• [Task brief]: Retype the lines in the listing below word for word, starting at the line that contains "The scan above contains the basketball somewhere." and ending after the line that contains "[261,150,287,182]".

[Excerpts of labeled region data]

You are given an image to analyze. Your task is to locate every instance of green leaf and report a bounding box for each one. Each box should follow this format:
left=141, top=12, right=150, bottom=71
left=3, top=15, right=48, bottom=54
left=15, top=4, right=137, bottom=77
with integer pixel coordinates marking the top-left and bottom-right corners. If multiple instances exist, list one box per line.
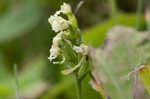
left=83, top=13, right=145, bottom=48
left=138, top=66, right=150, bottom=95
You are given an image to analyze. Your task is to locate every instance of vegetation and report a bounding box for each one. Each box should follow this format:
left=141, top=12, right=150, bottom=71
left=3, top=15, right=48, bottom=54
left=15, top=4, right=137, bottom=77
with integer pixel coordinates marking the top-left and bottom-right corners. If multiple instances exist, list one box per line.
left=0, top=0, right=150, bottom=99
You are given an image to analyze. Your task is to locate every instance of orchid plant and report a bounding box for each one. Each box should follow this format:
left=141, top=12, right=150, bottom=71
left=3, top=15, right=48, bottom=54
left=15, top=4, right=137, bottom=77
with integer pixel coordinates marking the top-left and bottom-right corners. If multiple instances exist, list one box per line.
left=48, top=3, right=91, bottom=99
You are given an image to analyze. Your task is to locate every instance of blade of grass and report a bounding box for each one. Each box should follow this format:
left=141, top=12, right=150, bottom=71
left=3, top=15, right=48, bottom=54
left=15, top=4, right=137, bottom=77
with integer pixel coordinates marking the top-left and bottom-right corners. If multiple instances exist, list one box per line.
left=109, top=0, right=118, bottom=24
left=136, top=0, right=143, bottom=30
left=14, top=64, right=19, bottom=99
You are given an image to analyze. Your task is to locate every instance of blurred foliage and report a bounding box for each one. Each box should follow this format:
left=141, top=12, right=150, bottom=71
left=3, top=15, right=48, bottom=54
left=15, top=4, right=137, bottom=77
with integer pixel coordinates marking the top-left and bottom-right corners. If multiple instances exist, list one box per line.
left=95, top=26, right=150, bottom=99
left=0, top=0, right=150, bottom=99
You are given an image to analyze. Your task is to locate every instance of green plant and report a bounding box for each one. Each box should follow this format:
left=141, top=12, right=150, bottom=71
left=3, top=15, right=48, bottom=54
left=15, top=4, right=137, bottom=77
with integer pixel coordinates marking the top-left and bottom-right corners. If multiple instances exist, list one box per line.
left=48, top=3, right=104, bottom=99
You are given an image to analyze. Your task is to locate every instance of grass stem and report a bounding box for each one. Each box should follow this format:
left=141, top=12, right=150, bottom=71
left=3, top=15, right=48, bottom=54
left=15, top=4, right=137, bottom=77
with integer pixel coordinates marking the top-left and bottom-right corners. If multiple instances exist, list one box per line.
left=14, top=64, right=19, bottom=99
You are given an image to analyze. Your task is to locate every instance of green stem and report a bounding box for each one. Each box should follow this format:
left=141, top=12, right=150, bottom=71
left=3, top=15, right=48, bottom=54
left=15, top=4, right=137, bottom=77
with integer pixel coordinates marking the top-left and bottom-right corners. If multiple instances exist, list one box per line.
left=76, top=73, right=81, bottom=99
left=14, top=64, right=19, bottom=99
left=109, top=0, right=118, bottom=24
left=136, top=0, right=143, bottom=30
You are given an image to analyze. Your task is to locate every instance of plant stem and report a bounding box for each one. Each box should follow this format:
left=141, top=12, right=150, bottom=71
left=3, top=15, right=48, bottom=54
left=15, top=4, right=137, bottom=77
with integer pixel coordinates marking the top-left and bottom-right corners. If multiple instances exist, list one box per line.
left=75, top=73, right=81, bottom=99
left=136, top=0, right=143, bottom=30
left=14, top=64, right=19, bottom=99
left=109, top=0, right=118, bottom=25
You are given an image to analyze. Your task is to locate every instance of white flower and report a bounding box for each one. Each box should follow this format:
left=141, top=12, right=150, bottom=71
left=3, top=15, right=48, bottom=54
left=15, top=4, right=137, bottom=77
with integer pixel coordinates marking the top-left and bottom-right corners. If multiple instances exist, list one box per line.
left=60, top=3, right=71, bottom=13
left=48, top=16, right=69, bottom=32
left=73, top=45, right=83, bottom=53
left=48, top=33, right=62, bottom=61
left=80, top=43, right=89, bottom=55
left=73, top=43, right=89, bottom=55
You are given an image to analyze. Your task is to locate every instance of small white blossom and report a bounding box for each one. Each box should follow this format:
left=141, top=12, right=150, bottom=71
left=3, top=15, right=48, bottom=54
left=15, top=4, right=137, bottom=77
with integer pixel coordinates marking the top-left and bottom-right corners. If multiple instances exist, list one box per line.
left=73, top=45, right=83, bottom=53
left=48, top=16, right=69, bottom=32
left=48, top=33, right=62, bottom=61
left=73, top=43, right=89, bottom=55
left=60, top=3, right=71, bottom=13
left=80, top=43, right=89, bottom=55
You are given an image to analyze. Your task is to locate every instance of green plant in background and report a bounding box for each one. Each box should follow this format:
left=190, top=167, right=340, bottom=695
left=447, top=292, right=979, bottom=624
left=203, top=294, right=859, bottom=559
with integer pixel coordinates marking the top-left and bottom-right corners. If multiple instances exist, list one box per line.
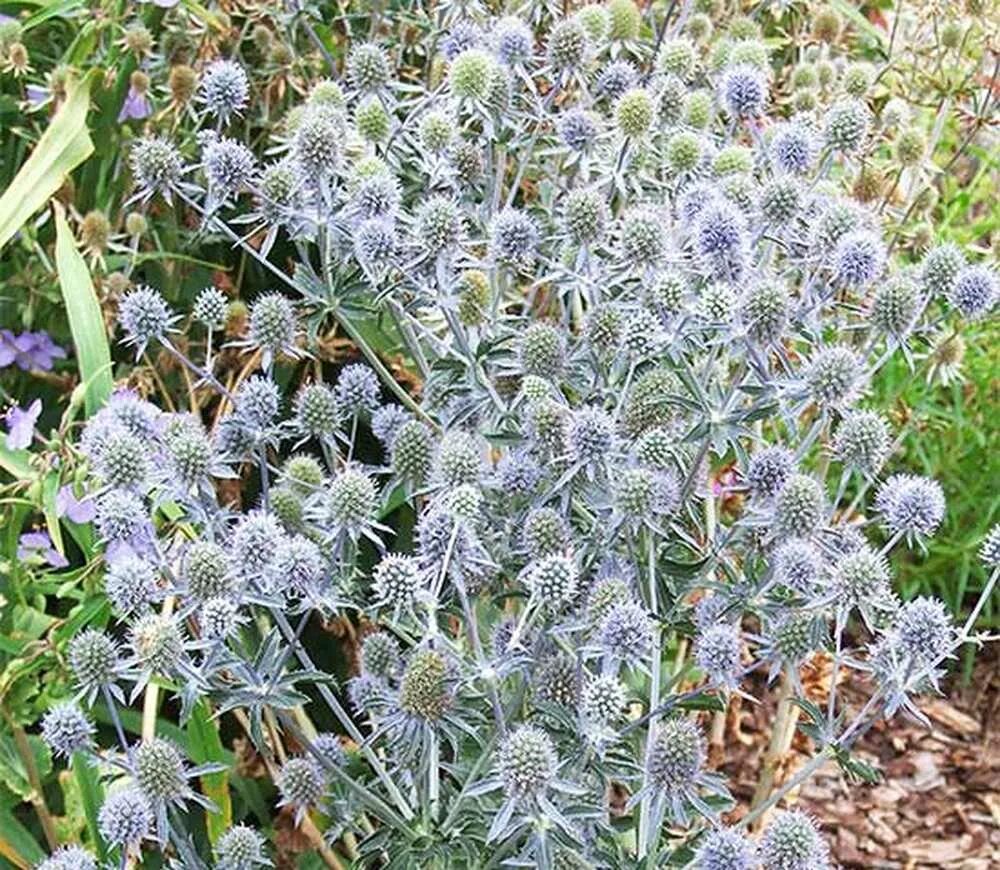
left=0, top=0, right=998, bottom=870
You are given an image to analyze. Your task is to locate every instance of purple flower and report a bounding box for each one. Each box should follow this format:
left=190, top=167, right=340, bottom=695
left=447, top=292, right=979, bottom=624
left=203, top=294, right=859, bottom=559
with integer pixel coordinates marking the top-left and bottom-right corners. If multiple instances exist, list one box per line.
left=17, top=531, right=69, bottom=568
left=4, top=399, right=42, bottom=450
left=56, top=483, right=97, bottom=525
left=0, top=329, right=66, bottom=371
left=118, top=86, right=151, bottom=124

---

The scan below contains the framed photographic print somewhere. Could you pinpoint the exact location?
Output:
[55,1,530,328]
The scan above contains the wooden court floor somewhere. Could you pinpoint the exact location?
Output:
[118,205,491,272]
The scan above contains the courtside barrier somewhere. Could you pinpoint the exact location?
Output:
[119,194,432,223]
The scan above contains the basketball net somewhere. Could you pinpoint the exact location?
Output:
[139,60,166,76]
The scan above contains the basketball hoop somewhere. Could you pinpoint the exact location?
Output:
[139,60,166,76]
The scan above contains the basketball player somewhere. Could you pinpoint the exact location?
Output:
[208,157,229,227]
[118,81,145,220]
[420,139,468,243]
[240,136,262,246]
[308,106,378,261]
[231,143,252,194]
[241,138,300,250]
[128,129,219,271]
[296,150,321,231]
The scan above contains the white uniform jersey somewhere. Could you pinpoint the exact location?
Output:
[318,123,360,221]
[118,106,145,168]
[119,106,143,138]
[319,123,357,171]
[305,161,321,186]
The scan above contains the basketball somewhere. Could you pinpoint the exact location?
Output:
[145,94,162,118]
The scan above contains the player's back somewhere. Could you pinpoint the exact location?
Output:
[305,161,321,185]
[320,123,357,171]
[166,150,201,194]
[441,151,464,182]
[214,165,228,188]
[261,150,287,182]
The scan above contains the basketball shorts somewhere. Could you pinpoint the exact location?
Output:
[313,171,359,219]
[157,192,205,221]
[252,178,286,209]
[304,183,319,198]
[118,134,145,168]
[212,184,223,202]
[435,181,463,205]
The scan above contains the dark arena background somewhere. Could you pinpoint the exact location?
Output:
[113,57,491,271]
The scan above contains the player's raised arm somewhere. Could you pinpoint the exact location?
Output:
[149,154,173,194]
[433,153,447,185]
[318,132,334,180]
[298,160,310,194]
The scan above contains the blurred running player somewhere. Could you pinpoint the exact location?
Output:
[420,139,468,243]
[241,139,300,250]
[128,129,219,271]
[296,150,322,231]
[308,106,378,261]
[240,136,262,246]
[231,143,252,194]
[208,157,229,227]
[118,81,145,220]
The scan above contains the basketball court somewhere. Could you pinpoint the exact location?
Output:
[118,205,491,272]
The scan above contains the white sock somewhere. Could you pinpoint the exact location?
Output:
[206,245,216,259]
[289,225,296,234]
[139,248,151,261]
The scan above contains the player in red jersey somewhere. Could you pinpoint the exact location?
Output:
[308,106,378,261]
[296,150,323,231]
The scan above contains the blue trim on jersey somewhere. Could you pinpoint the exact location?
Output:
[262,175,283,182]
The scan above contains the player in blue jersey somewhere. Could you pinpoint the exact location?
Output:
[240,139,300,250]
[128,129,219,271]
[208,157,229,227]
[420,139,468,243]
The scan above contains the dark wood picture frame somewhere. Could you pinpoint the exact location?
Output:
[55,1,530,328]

---

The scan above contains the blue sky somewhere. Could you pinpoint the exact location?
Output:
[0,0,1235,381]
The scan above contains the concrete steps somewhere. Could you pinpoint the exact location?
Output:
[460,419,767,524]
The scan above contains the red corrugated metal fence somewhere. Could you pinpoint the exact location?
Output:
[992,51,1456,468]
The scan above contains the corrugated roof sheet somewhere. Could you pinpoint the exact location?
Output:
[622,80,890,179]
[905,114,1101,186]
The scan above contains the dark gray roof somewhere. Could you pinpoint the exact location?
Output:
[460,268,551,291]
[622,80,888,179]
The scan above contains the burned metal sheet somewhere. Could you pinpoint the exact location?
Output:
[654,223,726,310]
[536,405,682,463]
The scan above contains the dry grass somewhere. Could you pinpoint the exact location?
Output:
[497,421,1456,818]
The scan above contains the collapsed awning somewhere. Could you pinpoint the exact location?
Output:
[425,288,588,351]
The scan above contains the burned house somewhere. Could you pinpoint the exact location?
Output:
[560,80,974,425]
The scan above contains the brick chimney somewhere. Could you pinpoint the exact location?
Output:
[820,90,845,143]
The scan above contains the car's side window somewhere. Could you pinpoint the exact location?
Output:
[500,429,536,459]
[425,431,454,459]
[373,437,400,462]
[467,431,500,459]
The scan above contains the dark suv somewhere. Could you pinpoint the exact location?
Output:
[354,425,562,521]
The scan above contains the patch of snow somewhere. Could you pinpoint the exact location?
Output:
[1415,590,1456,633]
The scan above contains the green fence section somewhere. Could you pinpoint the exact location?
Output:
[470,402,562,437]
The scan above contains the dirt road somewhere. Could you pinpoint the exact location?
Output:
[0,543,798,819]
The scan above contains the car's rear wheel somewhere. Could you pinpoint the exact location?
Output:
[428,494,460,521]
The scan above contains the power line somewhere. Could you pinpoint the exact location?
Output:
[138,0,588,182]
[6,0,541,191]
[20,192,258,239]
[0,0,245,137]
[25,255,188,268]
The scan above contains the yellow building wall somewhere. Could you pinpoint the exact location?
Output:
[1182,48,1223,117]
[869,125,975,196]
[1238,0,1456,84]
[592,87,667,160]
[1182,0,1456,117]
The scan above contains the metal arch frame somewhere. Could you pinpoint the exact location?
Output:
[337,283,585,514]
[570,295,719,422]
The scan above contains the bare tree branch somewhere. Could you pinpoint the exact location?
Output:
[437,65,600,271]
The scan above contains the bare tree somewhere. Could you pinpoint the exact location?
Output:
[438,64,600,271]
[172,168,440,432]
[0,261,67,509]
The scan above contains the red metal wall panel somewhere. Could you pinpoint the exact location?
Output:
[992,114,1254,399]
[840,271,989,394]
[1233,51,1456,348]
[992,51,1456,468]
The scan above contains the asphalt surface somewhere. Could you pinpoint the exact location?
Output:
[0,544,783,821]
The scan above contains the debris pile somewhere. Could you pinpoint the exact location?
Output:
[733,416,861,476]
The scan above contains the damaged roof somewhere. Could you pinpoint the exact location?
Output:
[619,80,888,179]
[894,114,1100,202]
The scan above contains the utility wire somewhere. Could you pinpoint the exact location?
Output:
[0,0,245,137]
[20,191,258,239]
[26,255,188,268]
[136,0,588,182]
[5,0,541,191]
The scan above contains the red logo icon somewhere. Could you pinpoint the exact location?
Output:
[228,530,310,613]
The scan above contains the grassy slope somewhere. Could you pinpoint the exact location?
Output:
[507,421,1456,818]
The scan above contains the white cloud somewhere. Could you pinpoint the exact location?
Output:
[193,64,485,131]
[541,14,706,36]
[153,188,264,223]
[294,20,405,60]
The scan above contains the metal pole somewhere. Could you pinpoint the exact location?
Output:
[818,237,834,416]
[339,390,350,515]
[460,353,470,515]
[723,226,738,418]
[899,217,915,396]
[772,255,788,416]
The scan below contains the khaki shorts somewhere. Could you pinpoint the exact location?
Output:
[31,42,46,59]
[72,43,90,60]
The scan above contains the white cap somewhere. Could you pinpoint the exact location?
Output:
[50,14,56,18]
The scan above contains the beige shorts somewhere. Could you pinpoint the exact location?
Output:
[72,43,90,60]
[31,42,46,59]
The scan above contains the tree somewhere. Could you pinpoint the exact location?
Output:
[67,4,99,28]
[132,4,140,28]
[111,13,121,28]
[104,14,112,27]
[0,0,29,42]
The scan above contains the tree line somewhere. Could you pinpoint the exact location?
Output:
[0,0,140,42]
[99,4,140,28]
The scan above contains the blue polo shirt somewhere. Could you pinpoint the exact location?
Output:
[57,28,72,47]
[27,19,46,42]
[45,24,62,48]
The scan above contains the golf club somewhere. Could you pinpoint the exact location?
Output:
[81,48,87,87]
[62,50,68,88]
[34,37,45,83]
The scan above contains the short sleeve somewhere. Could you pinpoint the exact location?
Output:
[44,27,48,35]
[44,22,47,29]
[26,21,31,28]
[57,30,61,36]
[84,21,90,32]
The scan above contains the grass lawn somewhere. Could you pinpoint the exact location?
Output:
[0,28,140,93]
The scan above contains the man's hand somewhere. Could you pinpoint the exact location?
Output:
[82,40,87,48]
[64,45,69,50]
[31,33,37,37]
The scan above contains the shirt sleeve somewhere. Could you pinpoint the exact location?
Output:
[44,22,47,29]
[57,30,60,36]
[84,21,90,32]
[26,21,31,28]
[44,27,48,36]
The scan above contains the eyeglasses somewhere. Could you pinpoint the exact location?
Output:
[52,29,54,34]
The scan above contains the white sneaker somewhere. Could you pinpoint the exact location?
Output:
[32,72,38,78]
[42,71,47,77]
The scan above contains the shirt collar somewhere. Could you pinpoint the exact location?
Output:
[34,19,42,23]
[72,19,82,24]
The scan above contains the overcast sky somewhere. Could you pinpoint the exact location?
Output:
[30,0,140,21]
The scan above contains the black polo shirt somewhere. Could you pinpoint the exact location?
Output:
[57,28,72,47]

• [Reply to the task]:
The scan above contains the basketball somewhere. Could you pinpoint the exact location?
Output:
[145,94,162,118]
The scan above contains the player's back somewhere. Could you pinpoint the exact location?
Output:
[305,161,321,185]
[320,123,357,171]
[166,150,201,194]
[441,151,464,182]
[214,165,228,188]
[261,150,287,182]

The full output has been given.